--- Begin Provided entries ---

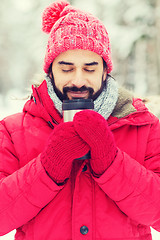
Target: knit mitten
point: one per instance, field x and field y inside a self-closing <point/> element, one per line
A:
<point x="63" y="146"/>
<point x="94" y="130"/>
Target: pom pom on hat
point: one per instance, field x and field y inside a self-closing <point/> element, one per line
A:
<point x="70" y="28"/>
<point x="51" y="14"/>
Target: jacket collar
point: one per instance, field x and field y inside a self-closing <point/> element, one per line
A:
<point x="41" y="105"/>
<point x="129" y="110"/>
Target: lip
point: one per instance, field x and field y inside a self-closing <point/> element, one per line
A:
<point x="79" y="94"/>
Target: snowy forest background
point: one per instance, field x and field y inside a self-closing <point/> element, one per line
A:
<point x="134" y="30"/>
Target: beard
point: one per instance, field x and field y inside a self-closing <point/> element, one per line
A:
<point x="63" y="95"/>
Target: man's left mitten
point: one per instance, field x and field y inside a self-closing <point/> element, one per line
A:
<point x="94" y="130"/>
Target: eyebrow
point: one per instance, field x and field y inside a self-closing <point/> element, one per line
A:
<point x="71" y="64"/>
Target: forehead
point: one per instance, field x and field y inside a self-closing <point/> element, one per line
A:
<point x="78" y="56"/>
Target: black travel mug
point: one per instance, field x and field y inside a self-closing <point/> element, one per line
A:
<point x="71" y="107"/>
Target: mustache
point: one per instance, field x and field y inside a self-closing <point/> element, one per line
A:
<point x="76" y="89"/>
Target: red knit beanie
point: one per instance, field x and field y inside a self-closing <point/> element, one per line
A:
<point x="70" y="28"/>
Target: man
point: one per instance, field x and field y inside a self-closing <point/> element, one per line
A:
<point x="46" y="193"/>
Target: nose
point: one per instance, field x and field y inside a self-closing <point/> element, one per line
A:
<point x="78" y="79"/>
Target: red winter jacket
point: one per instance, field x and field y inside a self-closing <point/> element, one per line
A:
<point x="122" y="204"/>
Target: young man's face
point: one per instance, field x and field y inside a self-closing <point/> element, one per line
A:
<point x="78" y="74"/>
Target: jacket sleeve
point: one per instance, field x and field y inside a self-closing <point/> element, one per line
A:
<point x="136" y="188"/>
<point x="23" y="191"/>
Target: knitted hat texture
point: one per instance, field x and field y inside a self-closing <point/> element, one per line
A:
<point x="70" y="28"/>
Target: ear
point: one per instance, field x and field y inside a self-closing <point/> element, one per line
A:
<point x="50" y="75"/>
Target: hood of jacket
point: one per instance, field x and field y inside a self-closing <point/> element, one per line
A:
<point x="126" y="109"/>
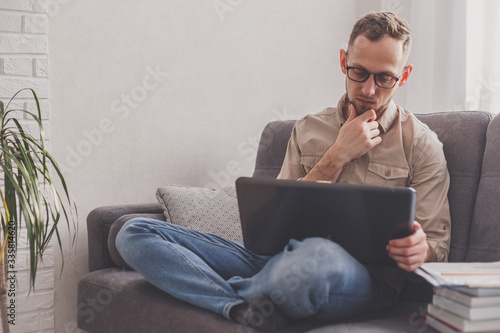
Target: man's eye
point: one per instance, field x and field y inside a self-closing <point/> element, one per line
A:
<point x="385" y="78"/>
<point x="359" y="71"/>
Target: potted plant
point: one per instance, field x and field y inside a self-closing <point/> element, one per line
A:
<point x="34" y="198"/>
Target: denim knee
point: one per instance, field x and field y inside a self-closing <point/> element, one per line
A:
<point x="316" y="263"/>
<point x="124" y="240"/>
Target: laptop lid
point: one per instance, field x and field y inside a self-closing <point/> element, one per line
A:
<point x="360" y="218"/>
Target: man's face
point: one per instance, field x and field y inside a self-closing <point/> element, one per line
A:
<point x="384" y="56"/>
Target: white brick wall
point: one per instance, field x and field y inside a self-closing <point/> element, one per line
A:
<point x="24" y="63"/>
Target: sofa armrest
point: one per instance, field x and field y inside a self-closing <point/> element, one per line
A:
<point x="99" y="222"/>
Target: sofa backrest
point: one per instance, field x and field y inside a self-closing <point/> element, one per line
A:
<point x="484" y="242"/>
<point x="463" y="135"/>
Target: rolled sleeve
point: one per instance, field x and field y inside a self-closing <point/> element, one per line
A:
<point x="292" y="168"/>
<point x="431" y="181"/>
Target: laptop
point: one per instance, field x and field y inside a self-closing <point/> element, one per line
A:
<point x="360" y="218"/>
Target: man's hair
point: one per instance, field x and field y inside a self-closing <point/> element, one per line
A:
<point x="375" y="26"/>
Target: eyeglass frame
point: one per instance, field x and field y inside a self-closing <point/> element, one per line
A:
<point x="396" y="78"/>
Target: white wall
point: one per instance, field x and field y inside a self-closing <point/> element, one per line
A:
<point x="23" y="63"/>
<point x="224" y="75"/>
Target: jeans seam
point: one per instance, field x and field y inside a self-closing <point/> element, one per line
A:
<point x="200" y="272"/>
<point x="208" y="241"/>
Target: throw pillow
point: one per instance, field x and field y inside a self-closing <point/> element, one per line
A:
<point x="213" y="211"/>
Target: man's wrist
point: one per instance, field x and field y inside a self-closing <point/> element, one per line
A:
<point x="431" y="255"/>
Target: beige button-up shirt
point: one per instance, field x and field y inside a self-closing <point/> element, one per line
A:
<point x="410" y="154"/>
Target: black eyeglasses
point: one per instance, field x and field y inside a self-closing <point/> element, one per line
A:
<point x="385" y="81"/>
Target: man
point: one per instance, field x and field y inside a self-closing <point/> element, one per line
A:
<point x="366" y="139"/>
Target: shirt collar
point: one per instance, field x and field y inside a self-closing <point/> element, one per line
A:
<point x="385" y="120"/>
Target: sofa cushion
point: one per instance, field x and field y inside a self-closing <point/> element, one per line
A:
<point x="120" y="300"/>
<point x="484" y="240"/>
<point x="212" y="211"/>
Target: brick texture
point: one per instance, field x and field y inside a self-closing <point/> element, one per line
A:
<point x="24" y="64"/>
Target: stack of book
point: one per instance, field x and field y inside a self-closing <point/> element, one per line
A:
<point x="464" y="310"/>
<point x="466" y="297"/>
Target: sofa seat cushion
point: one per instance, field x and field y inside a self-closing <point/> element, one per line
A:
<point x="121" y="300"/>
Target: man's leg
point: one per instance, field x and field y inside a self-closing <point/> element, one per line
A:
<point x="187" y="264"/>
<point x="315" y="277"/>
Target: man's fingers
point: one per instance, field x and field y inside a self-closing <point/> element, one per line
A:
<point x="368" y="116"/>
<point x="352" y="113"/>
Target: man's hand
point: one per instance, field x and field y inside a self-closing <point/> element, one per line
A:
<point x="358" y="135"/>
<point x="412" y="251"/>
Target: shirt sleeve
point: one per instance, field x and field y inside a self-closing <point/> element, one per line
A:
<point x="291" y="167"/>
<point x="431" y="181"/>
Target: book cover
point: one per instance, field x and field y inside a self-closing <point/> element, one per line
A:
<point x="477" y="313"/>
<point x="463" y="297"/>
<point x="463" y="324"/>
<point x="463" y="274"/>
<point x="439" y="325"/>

--- End Provided entries ---

Repeat the listing in full and exactly. Do not include any images.

Right answer =>
Target: knit mitten
point: one per instance, field x and field y inside a self-closing <point/> element, one per line
A:
<point x="63" y="146"/>
<point x="94" y="130"/>
Target: pom pom on hat
point: one per instance, field x and field y inside a self-closing <point/> element, one per line
A:
<point x="70" y="28"/>
<point x="51" y="14"/>
Target: jacket collar
point: one per instance, field x and field y inside a self-closing <point/> element, one per line
A:
<point x="41" y="105"/>
<point x="129" y="110"/>
Target: lip
point: one per instance, field x and field y inside a self-closing <point/> element, one per line
A:
<point x="79" y="94"/>
Target: snowy forest background
point: one per instance, field x and field y inside a self-closing <point/> element, one per line
A:
<point x="134" y="30"/>
Target: beard
point: one per instance, field x and field y inside a self-closing <point/> element, one per line
A:
<point x="63" y="95"/>
Target: man's left mitten
point: one per instance, field x and field y inside a self-closing <point/> element, one per line
A:
<point x="94" y="130"/>
Target: eyebrow
point: one per instance, field x and field y inside a self-closing <point/> element, one per line
A:
<point x="71" y="64"/>
Target: forehead
point: one per instance, field x and field y inside a self-closing <point/> element, one per line
A:
<point x="78" y="56"/>
Target: black travel mug
point: one per instance, field x and field y inside a self-closing <point/> element, one per line
A:
<point x="71" y="107"/>
Target: mustache
point: one per instance, field x and field y inside a self-closing <point/> element, one per line
A:
<point x="76" y="89"/>
Target: red knit beanie
point: one per instance, field x and field y inside a self-closing <point/> element, one per line
A:
<point x="70" y="28"/>
Target: man
point: one per instance, field x and field y inside a self-closing <point/> element, one per line
A:
<point x="46" y="193"/>
Target: nose
point: one per instance, field x and field y inside a self-closing <point/> element, one per line
A:
<point x="78" y="79"/>
Target: red winter jacket
point: one per instance, field x and field y inside a self-closing <point/> element, one per line
A:
<point x="122" y="204"/>
Target: young man's face
point: one per instance, field x and field y inside a self-closing <point/> element, one per line
A:
<point x="78" y="74"/>
Target: jacket sleeve
point: one per instance, field x and field y inside a self-closing <point/> element, one per line
A:
<point x="136" y="188"/>
<point x="23" y="191"/>
Target: knitted hat texture
point: one per instance, field x and field y inside a self-closing <point/> element, one per line
A:
<point x="70" y="28"/>
Target: ear
point: one per instance, field x and field y inside a self-closing <point/> element, one per line
A:
<point x="50" y="75"/>
Target: hood of jacket
point: one per instance, field x and field y inside a self-closing <point/> element, one per line
A:
<point x="126" y="109"/>
Target: man's eye
point: one per instance, field x and field y inside a self-closing <point/> element, one per line
A:
<point x="385" y="78"/>
<point x="359" y="71"/>
Target: potted plant
point: one per instance, field x and field y inside a self-closing <point/> element, one per line
A:
<point x="34" y="198"/>
Target: denim knee
point: one per instance, field x and field y inside a self-closing <point/> element, one per line
A:
<point x="316" y="263"/>
<point x="124" y="240"/>
Target: laptop lid
point: one per instance, field x and field y inside a self-closing <point/> element, one per line
A:
<point x="360" y="218"/>
Target: man's face
point: one per instance, field x and field y inside a self-closing <point/> element, one per line
A:
<point x="384" y="56"/>
Target: white brick wall
point: one per instance, field x and field y inside a self-closing <point/> element, one per line
A:
<point x="24" y="63"/>
Target: sofa armrest
point: one per instance, field x and field y inside a self-closing <point/> element, one per line
A:
<point x="99" y="222"/>
Target: sofa backrest
point: one per instance, field x and field y inside a self-closing <point/> element, one per line
A:
<point x="484" y="242"/>
<point x="463" y="135"/>
Target: rolled sleeve
point: one per instance, field x and field y inside a self-closing <point/> element, one per line
A:
<point x="292" y="168"/>
<point x="431" y="181"/>
Target: laptop
point: one per instance, field x and field y inside a self-closing <point/> element, one per line
A:
<point x="360" y="218"/>
Target: man's hair
point: one per instance, field x and field y inside a self-closing <point/> element, one per line
A:
<point x="375" y="26"/>
Target: eyeglass frame
point: one per instance, field x and field y inside a self-closing <point/> element, one per line
A:
<point x="396" y="78"/>
Target: white wall
point: one per instance, field x and field y inside a self-closing <point/> element, one per line
A:
<point x="23" y="63"/>
<point x="224" y="75"/>
Target: jeans seam
point: one per instance, field x and field y inside a self-closing <point/> element, one per line
A:
<point x="200" y="272"/>
<point x="208" y="241"/>
Target: throw pillow
point: one per instance, field x and field y inside a self-closing <point/> element, one per line
A:
<point x="213" y="211"/>
Target: man's wrist
point: one per instance, field x and field y inside a self-closing <point/> element, one per line
A:
<point x="431" y="255"/>
Target: beige button-up shirt
point: one per instance, field x and field y inside a self-closing <point/> element, one per line
A:
<point x="410" y="154"/>
Target: black eyeglasses
point: one per instance, field x and field y inside a self-closing <point/> element, one per line
A:
<point x="385" y="81"/>
Target: man
point: one per instance, field x and field y inside a self-closing <point/> element, one per line
A:
<point x="366" y="139"/>
Target: shirt collar
point: one per instance, field x and field y inside a self-closing <point/> element, one per line
A:
<point x="385" y="120"/>
Target: sofa cushion
point: one per instance, field x and field y inside a self-closing <point/> element, one per line
A:
<point x="120" y="300"/>
<point x="484" y="240"/>
<point x="212" y="211"/>
Target: brick texture
point: one per instance, field x and field y inside a self-closing <point/> element, one per line
A:
<point x="24" y="64"/>
Target: stack of book
point: one per instance, field x and field y inside a self-closing <point/> element, one per line
A:
<point x="464" y="310"/>
<point x="466" y="297"/>
Target: sofa seat cushion
point: one per instance, field x and field y inside a self-closing <point/> element, one per line
A:
<point x="121" y="300"/>
Target: man's leg
point: one per instance, field x and field y inside a self-closing <point/> element, one per line
A:
<point x="187" y="264"/>
<point x="315" y="277"/>
Target: man's fingers
point: one per instance, field x and field y inside a self-closing <point/> element, one per line
A:
<point x="368" y="116"/>
<point x="352" y="113"/>
Target: man's hand
point: one per instance, field x and field y inside a self-closing <point/> element, one per line
A:
<point x="358" y="135"/>
<point x="412" y="251"/>
Target: shirt sleeve
point: one per instance, field x and field y inside a self-closing <point/> element, one per line
A:
<point x="291" y="167"/>
<point x="431" y="181"/>
Target: book cover
point: one per instance, field x and field y inside a self-closing <point/> element, one per line
A:
<point x="477" y="313"/>
<point x="463" y="297"/>
<point x="463" y="324"/>
<point x="463" y="274"/>
<point x="439" y="325"/>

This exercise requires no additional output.